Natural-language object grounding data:
===
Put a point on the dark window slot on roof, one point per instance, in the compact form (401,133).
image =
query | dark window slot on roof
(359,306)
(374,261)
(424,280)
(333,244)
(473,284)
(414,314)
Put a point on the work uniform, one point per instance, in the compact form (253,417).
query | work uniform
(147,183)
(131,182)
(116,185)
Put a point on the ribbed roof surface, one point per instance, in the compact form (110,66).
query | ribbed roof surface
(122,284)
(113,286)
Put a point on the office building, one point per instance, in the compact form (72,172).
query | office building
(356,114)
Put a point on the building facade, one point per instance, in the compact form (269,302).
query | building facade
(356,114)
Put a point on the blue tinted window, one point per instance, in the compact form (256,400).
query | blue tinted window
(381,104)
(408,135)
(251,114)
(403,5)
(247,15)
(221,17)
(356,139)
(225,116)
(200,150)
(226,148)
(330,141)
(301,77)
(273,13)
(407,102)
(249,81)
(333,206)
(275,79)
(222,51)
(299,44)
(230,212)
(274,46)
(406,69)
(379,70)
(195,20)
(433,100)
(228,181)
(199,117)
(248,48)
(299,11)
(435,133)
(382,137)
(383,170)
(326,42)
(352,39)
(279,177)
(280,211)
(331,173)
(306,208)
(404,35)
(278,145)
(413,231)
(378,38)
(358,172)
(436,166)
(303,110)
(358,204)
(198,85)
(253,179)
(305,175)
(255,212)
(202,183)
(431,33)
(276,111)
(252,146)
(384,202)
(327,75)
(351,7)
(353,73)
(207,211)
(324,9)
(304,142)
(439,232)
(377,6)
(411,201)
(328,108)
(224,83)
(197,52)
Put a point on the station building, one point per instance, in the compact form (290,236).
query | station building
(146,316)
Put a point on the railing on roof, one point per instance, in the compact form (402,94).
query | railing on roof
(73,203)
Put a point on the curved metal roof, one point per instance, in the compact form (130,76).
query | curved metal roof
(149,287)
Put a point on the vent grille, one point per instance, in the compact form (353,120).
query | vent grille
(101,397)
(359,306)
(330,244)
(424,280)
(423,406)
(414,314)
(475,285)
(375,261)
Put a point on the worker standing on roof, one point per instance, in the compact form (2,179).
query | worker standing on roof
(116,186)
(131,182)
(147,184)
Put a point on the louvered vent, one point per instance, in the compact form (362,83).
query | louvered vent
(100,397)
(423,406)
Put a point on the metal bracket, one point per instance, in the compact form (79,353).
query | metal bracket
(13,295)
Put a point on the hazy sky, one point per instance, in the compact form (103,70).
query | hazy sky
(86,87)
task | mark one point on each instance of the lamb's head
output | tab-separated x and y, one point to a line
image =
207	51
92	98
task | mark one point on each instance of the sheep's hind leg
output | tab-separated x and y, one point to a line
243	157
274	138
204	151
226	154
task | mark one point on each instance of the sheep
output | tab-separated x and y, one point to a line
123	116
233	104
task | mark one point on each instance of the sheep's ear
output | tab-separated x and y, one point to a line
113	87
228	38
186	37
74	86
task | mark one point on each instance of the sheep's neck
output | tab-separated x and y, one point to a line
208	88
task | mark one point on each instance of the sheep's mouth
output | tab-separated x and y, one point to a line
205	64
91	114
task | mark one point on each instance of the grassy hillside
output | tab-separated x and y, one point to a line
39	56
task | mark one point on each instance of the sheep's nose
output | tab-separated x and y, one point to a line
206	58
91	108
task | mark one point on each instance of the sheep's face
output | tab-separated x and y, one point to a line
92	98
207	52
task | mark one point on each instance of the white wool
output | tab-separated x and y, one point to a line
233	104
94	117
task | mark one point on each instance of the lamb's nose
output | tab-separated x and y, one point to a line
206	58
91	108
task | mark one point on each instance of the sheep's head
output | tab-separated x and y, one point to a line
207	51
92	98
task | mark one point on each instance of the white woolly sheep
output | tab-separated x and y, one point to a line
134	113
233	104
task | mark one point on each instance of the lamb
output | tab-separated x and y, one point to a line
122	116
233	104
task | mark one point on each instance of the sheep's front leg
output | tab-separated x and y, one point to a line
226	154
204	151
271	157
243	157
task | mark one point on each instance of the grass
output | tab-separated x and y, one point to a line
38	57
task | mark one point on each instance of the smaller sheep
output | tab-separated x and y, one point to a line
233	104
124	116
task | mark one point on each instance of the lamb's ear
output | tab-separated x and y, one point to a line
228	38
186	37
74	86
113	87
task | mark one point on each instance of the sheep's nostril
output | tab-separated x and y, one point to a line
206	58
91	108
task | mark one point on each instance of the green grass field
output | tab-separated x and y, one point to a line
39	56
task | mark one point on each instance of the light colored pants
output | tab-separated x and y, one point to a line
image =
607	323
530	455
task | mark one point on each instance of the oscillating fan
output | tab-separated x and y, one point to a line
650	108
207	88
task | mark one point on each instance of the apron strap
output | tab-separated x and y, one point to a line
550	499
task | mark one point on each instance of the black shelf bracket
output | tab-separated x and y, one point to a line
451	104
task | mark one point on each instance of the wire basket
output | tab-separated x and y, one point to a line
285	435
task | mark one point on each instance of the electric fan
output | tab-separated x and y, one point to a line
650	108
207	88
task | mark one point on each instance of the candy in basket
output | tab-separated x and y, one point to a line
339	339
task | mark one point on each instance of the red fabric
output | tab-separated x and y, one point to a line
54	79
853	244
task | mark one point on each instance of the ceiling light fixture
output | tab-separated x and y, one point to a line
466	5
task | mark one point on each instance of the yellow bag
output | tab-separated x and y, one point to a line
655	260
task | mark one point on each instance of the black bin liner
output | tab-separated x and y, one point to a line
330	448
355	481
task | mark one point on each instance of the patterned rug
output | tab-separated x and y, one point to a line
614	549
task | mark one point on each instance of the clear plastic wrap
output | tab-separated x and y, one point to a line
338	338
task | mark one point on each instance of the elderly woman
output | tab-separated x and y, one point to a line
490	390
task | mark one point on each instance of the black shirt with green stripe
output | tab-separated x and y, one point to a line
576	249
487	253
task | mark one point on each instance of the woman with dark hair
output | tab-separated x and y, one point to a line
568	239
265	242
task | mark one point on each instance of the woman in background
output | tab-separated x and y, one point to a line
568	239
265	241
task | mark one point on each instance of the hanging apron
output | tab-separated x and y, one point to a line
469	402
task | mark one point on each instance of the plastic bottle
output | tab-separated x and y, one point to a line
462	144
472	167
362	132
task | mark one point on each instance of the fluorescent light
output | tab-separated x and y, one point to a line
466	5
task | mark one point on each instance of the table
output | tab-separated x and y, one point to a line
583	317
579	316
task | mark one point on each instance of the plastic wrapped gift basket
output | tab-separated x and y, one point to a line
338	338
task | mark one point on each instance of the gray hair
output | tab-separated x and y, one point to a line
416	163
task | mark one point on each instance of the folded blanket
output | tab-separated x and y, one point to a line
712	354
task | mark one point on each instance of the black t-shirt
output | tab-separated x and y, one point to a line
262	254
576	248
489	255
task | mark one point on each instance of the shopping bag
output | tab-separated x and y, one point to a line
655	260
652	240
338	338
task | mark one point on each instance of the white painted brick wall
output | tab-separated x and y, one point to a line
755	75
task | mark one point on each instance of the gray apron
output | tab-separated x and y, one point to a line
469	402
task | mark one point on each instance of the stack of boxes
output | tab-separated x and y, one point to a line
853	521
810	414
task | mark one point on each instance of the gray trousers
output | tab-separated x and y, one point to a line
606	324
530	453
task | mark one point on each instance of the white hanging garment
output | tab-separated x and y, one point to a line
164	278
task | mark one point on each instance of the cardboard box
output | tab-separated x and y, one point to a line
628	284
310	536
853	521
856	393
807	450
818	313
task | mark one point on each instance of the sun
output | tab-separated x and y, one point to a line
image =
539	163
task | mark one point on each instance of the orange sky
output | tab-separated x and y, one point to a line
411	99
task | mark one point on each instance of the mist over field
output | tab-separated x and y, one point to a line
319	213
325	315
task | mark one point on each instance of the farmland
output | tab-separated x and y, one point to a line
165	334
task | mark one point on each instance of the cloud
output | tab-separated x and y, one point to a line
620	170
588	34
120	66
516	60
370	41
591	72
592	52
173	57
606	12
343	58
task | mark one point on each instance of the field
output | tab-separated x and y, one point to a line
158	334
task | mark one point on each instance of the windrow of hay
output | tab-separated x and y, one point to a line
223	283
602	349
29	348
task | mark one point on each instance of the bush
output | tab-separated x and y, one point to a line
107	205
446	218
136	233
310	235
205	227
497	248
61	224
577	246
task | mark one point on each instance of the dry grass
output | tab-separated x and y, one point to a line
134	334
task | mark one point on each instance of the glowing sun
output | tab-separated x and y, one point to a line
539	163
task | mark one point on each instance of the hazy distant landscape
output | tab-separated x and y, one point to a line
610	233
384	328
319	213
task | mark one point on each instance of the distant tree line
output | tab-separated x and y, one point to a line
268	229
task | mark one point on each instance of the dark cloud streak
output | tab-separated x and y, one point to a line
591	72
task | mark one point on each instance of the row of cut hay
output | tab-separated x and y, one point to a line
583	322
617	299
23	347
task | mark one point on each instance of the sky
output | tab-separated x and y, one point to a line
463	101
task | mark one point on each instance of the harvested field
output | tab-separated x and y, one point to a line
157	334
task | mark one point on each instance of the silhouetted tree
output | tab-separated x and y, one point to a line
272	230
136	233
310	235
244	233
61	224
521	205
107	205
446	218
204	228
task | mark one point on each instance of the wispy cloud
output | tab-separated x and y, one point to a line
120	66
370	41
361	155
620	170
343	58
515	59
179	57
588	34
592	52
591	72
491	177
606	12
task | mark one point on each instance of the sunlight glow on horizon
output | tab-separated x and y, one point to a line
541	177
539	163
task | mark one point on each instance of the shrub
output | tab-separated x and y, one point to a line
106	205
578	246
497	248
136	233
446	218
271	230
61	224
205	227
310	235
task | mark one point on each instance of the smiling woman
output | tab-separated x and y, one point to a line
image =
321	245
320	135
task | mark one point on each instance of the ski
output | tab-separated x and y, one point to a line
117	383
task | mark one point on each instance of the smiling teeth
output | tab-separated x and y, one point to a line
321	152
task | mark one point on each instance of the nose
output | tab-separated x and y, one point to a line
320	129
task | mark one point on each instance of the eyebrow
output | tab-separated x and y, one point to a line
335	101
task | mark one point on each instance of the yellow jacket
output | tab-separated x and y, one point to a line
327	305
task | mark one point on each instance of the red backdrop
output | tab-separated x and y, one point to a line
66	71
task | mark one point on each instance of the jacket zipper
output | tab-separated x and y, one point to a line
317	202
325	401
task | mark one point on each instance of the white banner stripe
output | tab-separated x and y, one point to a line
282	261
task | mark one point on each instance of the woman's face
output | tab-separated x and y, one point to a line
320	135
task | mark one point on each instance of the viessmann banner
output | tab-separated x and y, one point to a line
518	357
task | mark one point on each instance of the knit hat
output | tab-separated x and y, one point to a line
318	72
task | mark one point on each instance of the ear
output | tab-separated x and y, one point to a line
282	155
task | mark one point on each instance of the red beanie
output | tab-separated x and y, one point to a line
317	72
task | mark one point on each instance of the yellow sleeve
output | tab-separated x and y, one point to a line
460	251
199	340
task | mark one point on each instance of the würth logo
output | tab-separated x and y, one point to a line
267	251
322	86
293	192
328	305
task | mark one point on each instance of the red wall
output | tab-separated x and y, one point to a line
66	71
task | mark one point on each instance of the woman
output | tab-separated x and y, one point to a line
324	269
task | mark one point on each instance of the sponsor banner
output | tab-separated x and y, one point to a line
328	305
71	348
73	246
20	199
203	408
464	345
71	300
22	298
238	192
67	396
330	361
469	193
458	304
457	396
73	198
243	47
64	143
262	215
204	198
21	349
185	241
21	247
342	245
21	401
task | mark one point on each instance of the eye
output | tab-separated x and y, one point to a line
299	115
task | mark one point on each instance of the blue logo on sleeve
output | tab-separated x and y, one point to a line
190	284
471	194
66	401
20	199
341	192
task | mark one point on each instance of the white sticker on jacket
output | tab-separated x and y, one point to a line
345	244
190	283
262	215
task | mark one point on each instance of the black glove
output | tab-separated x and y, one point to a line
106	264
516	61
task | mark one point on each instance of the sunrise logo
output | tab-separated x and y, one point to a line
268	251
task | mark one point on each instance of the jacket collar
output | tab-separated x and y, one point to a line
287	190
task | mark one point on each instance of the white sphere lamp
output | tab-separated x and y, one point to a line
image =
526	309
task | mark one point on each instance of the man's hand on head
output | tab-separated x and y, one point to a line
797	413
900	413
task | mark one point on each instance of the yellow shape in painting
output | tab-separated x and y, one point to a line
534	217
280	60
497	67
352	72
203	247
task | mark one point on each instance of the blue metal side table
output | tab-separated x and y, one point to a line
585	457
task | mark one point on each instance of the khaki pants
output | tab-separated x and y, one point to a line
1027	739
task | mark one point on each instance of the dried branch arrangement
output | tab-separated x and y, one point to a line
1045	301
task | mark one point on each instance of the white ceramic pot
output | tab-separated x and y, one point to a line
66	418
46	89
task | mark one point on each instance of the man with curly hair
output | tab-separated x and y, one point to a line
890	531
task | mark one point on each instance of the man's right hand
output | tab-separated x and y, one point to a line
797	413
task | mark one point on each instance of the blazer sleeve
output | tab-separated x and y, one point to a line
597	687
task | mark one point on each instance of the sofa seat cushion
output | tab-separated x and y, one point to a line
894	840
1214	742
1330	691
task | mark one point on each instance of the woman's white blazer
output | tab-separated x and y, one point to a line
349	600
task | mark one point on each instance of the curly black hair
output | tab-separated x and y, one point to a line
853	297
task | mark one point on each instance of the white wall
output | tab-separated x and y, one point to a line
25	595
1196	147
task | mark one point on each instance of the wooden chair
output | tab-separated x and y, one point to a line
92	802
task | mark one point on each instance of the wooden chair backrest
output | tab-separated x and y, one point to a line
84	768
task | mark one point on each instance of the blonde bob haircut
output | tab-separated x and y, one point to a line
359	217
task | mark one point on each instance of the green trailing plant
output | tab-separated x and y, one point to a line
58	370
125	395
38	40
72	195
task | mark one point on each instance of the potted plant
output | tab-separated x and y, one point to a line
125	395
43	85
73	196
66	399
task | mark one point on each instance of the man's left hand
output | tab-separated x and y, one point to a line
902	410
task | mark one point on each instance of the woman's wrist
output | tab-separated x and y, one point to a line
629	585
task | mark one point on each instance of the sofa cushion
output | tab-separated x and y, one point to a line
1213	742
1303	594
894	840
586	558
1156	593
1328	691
===
Directions: Whenever a line above has the word "table" in it, copy that line.

Response below:
task | mark one point on each instance of the table
task | mark one point on each instance of the blue metal side table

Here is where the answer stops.